● Short problem 1: Could you write out the passage on Hot Stamper records below, from "Out of the pile" to "your money back."?

*** Text passage ***

Not necessarily. What makes a Hot Stamper hot is reasonably good sound. At the very least a Hot Stamper should sound quite a bit better than any other pressing you have heard.

Not every album was well-recorded. (Here are some examples of records that you are not likely to be playing for your friends in order to show off your system, even if you have one of our White Hot Stamper pressings.)

As a result, the records made from those recordings will display most of the limitations that are baked into the master tape. A good engineer can fix an awful lot of problems in mastering, but, to mix a few metaphors, making a silk purse out of a sow’s ear is rarely if ever going to be in the cards.

For that reason, the records we review must be graded on a curve.

In our shootouts we compare apples to other apples. There is simply no other practical way to do it.

Out of the pile of pressings we have available, usually comprising six to twelve records, we clean them up and play them in order to find out which are the best sounding ones. If the winners of the shootout have the best sound we heard on both sides, they go into our Top Shelf section, which as of this writing has 13 members.

Any record that has one Shootout Winning side goes into our White Hot Stampers section. (There are more than ten times as many of those as of this writing. If you think a record you have cannot be beat on either side, that is very unlikely to be the case. We are happy to sell you the record that will beat it, and it will probably beat it on both sides, truth be told, and if it doesn’t, you get your money back.

We also guarantee that no Half-Speed mastered record or Heavy Vinyl LP sounds as good as even the lowest-graded Hot Stampers we offer. We’ve played too many of these so-called audiophile pressings to worry about them being competitive with the records on our site.

(One actually was competitive recently, but what a fluke that record was. Another word for fluke is outlier, and we really, really love those, but a Heavy Vinyl pressing winning a shootout? That has happened exactly once.)

It is our strongly held conviction that the better your system gets, the worse — or at the very least the more artificial, veiled, ambience-challenged, frequency-limited and uninvolving — those records will sound.

The question every audiophile who collects records for sound quality must grapple with is “how high is up?”

That’s what shootouts are for. To judge the relative merits of individual pressings, regardless of how well or how poorly the rcording is (as if we could ever know such a thing.).

*** Material provided ***

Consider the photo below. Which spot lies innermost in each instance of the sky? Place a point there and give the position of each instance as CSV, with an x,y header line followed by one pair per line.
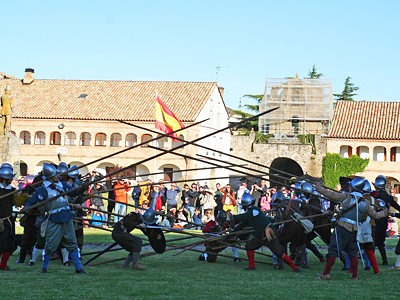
x,y
249,41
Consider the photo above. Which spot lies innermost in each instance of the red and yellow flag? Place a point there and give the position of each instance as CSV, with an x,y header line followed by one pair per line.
x,y
166,120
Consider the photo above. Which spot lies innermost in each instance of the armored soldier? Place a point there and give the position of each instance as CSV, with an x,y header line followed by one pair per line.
x,y
366,231
217,226
264,233
353,209
58,226
7,226
72,180
132,244
384,200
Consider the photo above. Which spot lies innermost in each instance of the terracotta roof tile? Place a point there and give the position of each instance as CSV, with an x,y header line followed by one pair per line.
x,y
6,76
107,100
366,120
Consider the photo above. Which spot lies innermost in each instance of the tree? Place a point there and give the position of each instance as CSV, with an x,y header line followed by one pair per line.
x,y
348,92
313,74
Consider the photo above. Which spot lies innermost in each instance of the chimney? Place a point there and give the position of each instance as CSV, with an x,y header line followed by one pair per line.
x,y
221,91
28,76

***

● Short problem 2: Which lines of the listing above contain the word "flag" with matching case? Gather every one of them.

● Exercise output 1:
Out of the pile of pressings we have available, usually comprising six to twelve records, we clean them up and play them in order to find out which are the best sounding ones. If the winners of the shootout have the best sound we heard on both sides, they go into our Top Shelf section, which as of this writing has 13 members.

Any record that has one Shootout Winning side goes into our White Hot Stampers section. (There are more than ten times as many of those as of this writing. If you think a record you have cannot be beat on either side, that is very unlikely to be the case. We are happy to sell you the record that will beat it, and it will probably beat it on both sides, truth be told, and if it doesn’t, you get your money back.

● Exercise output 2:
Consider the photo above. Which spot lies innermost in each instance of the red and yellow flag? Place a point there and give the position of each instance as CSV, with an x,y header line followed by one pair per line.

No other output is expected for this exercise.